-- Problem details --
Copy out each line of the entries below that contains the word "sign". The match is case-sensitive.
---- Records provided
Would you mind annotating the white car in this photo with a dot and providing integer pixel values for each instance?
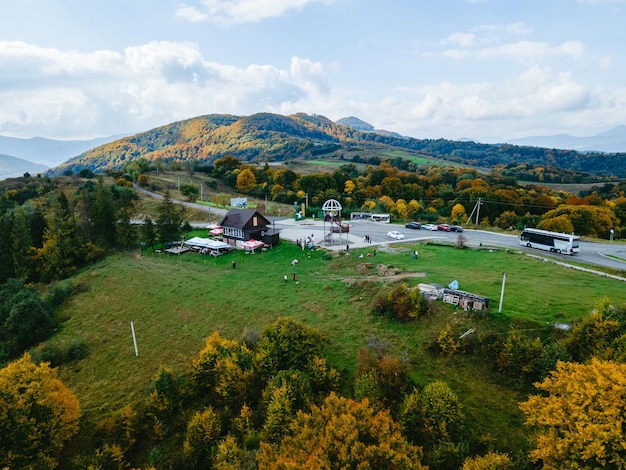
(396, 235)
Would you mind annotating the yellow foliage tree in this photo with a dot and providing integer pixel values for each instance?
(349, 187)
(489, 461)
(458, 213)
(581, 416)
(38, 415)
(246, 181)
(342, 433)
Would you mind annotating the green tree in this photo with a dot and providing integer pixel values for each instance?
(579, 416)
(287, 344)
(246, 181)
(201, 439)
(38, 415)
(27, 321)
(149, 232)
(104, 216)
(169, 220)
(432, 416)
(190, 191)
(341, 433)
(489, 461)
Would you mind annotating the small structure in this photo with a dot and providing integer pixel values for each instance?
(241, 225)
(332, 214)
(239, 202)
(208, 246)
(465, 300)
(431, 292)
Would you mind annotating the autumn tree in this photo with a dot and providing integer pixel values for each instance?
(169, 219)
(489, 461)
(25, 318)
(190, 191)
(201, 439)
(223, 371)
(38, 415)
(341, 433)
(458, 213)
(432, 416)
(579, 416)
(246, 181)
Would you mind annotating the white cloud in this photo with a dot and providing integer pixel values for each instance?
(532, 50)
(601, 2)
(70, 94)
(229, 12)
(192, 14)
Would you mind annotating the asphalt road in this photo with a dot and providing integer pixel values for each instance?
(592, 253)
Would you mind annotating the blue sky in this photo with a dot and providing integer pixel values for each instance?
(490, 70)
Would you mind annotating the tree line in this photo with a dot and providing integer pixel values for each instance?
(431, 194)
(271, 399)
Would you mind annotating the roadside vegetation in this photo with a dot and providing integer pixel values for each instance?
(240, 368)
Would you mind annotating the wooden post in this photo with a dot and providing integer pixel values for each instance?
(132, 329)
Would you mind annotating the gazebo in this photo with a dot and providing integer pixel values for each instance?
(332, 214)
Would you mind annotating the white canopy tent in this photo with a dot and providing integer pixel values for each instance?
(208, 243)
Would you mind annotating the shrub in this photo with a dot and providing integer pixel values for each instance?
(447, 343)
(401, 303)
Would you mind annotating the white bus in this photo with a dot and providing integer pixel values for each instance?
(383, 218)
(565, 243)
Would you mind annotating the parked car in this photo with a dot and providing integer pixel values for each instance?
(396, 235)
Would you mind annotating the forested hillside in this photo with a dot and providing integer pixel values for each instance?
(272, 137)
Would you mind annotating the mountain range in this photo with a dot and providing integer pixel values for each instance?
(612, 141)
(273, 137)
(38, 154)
--------
---- Records provided
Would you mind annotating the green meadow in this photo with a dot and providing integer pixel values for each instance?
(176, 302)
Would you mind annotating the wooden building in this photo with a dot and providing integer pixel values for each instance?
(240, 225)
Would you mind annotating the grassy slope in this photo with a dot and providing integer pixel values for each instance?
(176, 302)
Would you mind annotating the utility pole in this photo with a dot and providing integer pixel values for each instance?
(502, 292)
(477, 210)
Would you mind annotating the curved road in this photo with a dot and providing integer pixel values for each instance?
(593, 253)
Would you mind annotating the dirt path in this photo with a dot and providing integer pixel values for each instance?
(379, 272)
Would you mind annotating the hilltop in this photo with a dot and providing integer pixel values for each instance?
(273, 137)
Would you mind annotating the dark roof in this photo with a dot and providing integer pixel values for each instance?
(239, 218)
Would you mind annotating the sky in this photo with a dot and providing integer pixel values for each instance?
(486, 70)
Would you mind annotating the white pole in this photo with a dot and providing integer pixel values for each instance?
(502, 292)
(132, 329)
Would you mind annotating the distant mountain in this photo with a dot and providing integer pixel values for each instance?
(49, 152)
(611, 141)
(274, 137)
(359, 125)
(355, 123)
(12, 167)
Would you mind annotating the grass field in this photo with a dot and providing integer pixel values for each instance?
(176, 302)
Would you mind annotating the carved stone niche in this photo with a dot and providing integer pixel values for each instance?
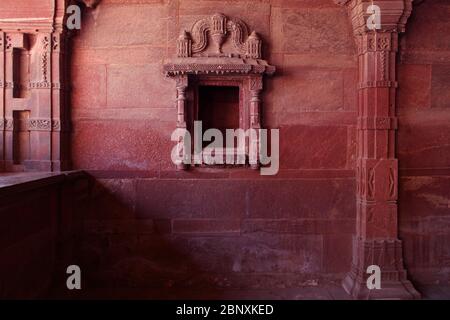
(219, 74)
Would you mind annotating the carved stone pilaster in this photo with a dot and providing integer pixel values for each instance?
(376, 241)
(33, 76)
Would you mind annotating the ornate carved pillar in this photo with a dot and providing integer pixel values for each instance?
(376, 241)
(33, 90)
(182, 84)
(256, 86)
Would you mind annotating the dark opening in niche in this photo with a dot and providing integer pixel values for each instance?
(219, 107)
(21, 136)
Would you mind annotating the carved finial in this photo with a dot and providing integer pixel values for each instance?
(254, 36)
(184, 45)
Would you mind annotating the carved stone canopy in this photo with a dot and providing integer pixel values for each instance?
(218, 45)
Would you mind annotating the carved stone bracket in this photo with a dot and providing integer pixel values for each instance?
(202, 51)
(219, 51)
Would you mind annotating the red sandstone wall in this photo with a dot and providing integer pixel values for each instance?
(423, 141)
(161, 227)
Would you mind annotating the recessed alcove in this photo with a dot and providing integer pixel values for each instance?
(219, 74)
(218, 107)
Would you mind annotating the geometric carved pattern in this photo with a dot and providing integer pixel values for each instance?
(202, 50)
--------
---- Records provided
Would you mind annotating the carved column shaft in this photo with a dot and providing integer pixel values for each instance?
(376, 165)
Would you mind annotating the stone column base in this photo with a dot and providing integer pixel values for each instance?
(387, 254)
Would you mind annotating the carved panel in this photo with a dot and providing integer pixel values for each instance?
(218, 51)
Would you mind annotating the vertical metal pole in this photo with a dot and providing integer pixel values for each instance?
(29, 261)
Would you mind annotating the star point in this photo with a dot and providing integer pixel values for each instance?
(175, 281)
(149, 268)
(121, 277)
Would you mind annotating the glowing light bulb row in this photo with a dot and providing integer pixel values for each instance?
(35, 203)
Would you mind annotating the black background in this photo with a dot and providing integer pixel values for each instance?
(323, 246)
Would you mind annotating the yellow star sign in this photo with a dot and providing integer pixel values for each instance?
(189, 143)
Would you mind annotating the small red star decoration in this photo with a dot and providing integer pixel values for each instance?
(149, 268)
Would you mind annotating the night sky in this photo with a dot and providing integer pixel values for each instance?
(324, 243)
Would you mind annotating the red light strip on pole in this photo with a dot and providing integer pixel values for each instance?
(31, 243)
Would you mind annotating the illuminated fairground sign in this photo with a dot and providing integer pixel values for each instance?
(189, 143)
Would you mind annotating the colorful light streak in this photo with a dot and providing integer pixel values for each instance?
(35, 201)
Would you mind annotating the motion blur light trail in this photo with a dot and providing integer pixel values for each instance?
--------
-- Exercise result --
Would you mind annotating the yellow star sign in this photo with a dot and providing integer pixel values for each instance?
Would you mind annotating the illuminated fairground sign in this photo with a dot and providing integer pixel values for each instance?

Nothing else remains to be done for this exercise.